Tuesday, November 28, 2006

"Do You Love Me?" -- My Church Meets You Where You Are

After his resurrection, Jesus met Peter on the seashore. Three times he asked Peter, "Do you love me?" (How many times had Peter betrayed him before the rooster crowed? You get the idea.) But not everyone knows that Jesus used a different form of "love" the first two times he asked Peter than the last time.

The first time Jesus asked, "Peter, do you agapais (unconditionally, selflessly love) me?" Peter replied, "Lord, you know that I philow (love you as a brother) you."

The second time Jesus again asked, "Peter do you agapais me?" Peter answered, "Lord, you know that I philow you."

The third time, the Lord changes terms. He sees Peter's weakness; but instead of remaining aloof, Jesus meets Peter where he is. He asks, "Peter, do you phileis me?" And Peter, disturbed, answers, "Lord, you know all things. You know that I philow you" (John 21:15-17).

In this small pericope, we see in miniature God's unlimited willingness to meet us where we are. It is a trait that continues in the Catholic Church.

George Tyrrell notes this in his Reflections on Catholicism:

"... we feel that Catholicism is, in tendency, a religion of all levels of spiritual development, and not of one only; that it has milk for babes and meat for adults; that it is a language in which the simplest and the subtlest can hold converse with Heaven on the shallowest themes and the deepest. And this range and versatility commends it to us as a product of experience, of God working through Nature; and not a device of human reflection...

## Instructions
1 - Answer these questions from the post about Jesus questioning Peter:
(a) Which Greek word does Peter use for "love" in all three of his replies?
(b) Which Bible passage does the post cite for the seashore exchange?
(c) According to the Tyrrell quotation, what does Catholicism have for babes, and what does it have for adults?
2 - Extend the post about Jesus questioning Peter, starting right after its final line.

## Provided information
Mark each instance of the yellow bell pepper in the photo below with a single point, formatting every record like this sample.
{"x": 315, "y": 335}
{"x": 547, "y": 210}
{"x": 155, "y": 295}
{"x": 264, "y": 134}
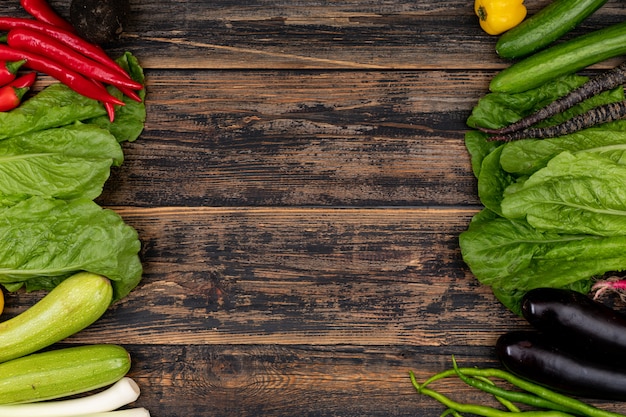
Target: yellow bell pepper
{"x": 498, "y": 16}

## Answers to the tasks
1 -
(a) philow
(b) John 21:15-17
(c) Milk for babes and meat for adults.

2 -
"I could not be satisfied with a religion which, however much it did for me, did nothing for the masses or for the classes -- too academic for the former, too barbaric for the latter. The board spread for all must have every sort of fare, so that each may find something, though none can find everything, to his taste and requirement ... It is only the fantastic notion that we must eat everything on the table that makes the banquet seem burdensome to us."

Arnold Lunn in reflecting on Tyrrells' reflections adds, "The Catholic family, then, is not a museum exhibit of saints, but a human family in which saints, publicans and sinners all feed from the same table."

And Jesus feeds us all, our Eucharistic Lord, forgives us in the Sacrament of Reconciliation, and asks, "Do you love me?" meeting us each right where we are.


Porthos said...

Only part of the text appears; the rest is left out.